PROBLEM 1: In the offset printing passage below, please give the part starting at "In the newspaper printing art, where" and ending at "in any column." again, replacing "pictorial images" with "photographs".

|Publication number||US4619198 A|
|Application number||US 06/686,040|
|Publication date||Oct 28, 1986|
|Filing date||Dec 24, 1984|
|Priority date||Dec 24, 1984|
|Publication number||06686040, 686040, US 4619198 A, US 4619198A, US-A-4619198, US4619198 A, US4619198A|
|Inventors||Joseph P. Moll|
|Original Assignee||Moll Joseph P|
|Export Citation||BiBTeX, EndNote, RefMan|
|Patent Citations (6), Referenced by (11), Classifications (5), Legal Events (3)|
|External Links: USPTO, USPTO Assignment, Espacenet|
Offset printing techniques have found considerable success in the newspaper printing industry principally as a result of the simple plate making and changing required, relatively low cost and consistency of printing quality.
The lithographic plate on the plate cylinder in these systems is frequently an engraved drum formed by photographically produced areas that attract oil-based ink and other areas that attract water.
These lithographic offset presses employ clusters of rollers for transfering ink and water, usually in separate clusters, from ink and water supply fountains to the plate cylinder. The last rollers in the cluster are usually rubber or another elastomer that directly engage the plate cylinder and are referred to as form rollers.
In order to evenly distribute ink and water on the plate cylinder it has been found necessary that the number of rollers in each cluster, or train, be quite high and thus significantly contribute to the cost as well as the maintenance of the press.
In the newspaper printing art, where paginated sheets are arranged in columnar fashion, usually nine, the ink demand in each column varies depending upon the amount and arrangement of text, and even more particularly because of the quantity of pictorial images in any column.
This variation in columnar demand at the plate cylinder has in the past been satisfied with separately controllable ink-injecting or metering systems for each column, commonly referred to as "keys". After each new plate change, and frequently more often, the pressman must adjust each of these keys individually to satisfy the ink demand in each column. This is not only a time-consuming task for the pressman that increases printing costs, but frequently more importantly delays newspaper publication. Furthermore, these ink-injecting and metering systems are extremely complex mechanically with a single nine-column injector system frequently having literally hundreds of parts.
There have in the very recent past been attempts to eliminate the need for individual columnar ink-injection and metering systems in the offset printing of paginated newspapers, and while some have achieved a degree of success, they have done so with significant trade-offs. One of these so-called "keyless" systems has been referred to as the "anilox" system and includes the provision of an ink supply roller in the ink train that essentially is a metallic drum with shallow uniform recesses in its exterior surface. This ink-supply drum is coated totally and evenly with ink from the ink fountain and after coating a doctor blade directly engaging the exterior surface of the drum, scrapes all of the ink from the drum save the ink in the shallow recesses. In effect, the "anilox" supply drum acts as a metering drum and while it accomplishes this objective in an accurate fashion, it does have several significant disadvantages. Firstly, the quantity of ink transferred by this supply drum is fixed by the depth, size and number of shallow recesses on the drum surface. Therefore, if the demand of the plate cylinder for ink exceeds the capability of the metering drum, a new metering drum needs to be provided. Another disadvantage is because the doctor blade has direct contact with the metering surface, it experiences considerable wear and needs to be replaced very frequently to avoid streaking on the plate cylinder which results in a streaking image on the newsprint itself.

PROBLEM 2: Count the lines of the records below that contain the string "angular", treating case as significant, and reply with the number only.

RECORDS FOR THIS TASK:
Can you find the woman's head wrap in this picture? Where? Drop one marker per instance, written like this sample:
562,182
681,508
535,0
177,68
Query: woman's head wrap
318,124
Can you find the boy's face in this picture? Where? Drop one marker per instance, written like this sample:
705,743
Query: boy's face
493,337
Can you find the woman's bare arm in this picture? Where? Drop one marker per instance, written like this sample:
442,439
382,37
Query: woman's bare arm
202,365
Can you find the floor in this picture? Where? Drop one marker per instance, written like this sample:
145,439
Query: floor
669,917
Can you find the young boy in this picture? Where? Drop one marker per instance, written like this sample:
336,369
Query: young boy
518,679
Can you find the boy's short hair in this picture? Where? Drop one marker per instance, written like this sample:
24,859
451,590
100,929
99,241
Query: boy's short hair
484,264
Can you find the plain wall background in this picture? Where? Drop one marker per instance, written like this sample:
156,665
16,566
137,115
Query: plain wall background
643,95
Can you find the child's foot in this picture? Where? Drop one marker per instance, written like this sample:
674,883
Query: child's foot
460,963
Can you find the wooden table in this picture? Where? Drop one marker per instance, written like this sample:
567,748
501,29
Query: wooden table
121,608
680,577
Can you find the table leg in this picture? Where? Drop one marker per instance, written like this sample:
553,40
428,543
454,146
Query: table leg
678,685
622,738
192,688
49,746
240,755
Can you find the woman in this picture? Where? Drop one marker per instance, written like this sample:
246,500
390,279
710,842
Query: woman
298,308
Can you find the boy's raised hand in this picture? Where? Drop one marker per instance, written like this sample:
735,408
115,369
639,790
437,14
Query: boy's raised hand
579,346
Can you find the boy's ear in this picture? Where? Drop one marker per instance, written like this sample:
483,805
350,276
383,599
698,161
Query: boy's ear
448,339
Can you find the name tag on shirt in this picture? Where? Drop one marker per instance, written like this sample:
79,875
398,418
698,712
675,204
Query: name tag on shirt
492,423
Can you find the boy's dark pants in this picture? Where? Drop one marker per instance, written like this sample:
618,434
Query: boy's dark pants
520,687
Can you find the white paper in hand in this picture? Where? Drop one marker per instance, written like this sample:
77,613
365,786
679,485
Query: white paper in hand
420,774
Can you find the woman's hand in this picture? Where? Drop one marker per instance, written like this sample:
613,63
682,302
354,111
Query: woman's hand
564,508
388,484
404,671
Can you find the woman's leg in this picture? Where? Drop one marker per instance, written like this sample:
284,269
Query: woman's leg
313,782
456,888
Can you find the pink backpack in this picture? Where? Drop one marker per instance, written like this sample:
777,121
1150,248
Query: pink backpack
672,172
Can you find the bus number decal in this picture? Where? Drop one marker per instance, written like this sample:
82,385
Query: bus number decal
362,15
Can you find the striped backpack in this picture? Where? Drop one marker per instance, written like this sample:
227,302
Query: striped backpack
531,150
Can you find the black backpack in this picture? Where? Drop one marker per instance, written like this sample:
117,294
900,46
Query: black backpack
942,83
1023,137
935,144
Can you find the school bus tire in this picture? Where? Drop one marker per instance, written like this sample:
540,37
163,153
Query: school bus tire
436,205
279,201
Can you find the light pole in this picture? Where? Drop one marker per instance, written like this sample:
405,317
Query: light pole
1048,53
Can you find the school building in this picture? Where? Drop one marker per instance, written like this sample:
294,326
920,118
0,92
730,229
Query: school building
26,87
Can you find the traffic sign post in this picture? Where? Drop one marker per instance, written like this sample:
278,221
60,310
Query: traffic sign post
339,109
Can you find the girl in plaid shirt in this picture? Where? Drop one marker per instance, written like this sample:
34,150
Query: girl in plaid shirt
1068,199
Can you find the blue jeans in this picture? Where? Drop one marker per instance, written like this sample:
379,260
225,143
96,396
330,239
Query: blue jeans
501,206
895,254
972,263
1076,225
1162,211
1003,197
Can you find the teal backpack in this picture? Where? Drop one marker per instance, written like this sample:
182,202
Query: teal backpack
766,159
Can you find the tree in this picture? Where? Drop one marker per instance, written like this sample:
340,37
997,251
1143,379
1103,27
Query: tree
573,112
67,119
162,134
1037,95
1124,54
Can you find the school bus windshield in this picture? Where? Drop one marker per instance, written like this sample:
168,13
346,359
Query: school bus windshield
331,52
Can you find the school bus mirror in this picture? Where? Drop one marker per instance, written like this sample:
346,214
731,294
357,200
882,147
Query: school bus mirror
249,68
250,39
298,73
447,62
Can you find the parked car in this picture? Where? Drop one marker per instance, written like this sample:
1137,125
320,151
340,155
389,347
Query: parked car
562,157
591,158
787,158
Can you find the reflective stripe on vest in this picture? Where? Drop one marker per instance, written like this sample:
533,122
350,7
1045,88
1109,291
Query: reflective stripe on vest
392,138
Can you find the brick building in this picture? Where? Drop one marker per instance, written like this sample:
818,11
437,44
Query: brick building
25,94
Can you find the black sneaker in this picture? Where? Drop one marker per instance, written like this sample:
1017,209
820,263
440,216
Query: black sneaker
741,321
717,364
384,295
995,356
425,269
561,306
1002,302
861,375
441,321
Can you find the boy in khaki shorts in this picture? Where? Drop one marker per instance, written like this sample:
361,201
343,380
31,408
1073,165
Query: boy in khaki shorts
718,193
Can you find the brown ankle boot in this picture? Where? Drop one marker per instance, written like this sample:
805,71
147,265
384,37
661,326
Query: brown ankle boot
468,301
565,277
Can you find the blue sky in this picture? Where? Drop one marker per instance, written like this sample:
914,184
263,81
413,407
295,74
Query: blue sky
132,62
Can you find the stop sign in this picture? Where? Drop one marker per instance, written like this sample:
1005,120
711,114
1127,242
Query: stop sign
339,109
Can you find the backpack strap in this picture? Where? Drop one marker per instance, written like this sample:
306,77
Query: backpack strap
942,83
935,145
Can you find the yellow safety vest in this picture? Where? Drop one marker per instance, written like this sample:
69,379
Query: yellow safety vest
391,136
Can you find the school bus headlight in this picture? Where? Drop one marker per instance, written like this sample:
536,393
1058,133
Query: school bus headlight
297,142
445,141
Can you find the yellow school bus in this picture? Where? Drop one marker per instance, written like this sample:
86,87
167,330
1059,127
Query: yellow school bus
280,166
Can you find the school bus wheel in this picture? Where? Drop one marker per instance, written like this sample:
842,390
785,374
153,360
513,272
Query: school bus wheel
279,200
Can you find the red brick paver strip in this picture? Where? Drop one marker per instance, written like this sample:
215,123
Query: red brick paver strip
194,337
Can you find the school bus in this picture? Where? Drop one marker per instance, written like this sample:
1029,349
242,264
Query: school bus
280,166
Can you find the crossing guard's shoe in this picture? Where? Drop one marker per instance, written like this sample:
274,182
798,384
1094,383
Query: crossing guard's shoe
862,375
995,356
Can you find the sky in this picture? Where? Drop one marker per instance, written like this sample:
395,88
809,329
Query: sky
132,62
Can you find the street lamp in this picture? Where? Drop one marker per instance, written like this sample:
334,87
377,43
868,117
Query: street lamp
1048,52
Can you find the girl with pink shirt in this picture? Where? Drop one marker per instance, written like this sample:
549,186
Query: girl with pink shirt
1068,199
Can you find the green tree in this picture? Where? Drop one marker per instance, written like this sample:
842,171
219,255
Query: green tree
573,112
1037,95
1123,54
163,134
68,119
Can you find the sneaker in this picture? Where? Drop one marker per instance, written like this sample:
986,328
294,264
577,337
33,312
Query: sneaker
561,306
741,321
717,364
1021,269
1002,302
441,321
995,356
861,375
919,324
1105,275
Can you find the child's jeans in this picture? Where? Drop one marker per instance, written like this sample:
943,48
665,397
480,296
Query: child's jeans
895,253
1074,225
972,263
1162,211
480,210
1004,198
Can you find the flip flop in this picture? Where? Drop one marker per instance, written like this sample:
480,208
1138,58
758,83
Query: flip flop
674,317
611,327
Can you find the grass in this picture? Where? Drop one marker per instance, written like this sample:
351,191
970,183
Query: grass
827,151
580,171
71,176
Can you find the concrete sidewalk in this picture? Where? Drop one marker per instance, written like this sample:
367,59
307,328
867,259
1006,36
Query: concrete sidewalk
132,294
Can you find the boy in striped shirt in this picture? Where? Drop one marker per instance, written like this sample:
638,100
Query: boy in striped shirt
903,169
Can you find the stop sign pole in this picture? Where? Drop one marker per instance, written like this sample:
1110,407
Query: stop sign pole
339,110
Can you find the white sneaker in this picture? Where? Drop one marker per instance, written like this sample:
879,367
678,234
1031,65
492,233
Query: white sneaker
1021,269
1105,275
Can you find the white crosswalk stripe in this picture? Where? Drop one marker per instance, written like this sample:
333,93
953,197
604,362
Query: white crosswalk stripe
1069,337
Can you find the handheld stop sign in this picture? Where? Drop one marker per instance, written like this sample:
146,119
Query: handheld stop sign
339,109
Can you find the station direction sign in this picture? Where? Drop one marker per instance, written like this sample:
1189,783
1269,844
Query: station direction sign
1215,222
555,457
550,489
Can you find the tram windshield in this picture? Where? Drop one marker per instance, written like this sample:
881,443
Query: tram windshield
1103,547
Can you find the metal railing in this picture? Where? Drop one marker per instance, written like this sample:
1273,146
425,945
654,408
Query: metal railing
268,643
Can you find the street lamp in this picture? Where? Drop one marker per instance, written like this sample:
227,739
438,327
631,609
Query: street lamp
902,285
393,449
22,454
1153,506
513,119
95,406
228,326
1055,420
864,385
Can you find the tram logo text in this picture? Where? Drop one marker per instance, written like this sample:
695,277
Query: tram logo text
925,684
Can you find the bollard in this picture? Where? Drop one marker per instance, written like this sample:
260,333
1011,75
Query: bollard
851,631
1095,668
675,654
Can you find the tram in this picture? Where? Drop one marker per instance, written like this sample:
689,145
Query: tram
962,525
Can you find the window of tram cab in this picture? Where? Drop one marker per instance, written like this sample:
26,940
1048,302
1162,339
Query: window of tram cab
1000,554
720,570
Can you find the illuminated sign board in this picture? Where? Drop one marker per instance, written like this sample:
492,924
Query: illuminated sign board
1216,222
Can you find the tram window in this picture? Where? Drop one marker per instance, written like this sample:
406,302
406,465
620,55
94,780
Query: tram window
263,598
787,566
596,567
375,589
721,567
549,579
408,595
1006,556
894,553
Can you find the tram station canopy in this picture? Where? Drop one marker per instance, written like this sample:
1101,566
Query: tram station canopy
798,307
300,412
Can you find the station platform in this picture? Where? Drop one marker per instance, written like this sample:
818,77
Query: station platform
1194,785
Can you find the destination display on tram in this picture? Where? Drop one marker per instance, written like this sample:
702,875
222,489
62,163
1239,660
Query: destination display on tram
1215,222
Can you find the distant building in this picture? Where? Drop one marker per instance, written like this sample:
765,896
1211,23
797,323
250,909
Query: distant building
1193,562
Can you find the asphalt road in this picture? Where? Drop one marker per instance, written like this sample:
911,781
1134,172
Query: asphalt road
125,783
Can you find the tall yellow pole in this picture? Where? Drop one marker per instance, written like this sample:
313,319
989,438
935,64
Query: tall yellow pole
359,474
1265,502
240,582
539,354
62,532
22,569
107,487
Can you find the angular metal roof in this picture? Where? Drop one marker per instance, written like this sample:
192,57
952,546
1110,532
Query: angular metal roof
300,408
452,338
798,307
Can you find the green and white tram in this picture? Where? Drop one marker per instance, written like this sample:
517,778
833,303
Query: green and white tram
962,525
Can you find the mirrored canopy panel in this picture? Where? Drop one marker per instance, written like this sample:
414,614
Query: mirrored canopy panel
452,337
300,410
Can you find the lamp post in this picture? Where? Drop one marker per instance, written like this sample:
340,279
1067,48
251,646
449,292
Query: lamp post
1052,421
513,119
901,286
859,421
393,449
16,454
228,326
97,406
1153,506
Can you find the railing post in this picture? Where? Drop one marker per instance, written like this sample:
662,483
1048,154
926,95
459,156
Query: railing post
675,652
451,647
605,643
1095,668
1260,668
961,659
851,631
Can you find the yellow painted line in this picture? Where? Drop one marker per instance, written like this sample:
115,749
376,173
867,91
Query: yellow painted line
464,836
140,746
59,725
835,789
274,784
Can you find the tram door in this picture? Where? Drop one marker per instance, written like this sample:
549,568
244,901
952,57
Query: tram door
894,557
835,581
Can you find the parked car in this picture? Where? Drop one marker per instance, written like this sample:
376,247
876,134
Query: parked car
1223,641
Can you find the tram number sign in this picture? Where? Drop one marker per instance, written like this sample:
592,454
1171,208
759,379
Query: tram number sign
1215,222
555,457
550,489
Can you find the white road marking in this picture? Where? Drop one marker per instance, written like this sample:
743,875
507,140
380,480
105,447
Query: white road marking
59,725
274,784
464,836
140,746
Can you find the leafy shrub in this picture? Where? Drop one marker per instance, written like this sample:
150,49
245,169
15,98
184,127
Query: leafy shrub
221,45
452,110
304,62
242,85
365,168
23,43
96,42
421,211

FULL SOLUTION 1:
In the newspaper printing art, where paginated sheets are arranged in columnar fashion, usually nine, the ink demand in each column varies depending upon the amount and arrangement of text, and even more particularly because of the quantity of photographs in any column.

FULL SOLUTION 2: 2